**OBJECTIVE**
Reproduce the lines between the one holding "Target: chalkboard sign" and the one holding "[[[98,97],[103,97],[105,98],[105,88],[103,86],[97,86],[97,94]]]", inclusive, precisely as they appear.

### THE DATA

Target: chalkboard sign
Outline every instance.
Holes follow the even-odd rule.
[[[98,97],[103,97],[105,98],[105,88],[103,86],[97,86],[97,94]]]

######
### THE DATA

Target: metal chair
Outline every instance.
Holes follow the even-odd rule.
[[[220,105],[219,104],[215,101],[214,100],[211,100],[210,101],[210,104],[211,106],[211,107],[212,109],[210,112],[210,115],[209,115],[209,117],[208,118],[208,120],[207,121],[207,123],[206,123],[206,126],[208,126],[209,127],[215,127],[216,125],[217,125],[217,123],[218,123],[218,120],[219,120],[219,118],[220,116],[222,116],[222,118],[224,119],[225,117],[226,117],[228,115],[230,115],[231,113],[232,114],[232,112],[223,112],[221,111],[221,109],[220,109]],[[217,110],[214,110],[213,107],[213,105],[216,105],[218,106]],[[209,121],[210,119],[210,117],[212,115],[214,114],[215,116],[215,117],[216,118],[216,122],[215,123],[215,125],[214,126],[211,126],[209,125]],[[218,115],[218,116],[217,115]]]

######

**RESPONSE FOR THIS EXERCISE**
Target: chalkboard sign
Outline every instance.
Holes follow the even-odd rule.
[[[98,97],[103,97],[105,98],[105,88],[103,86],[97,86],[97,94]]]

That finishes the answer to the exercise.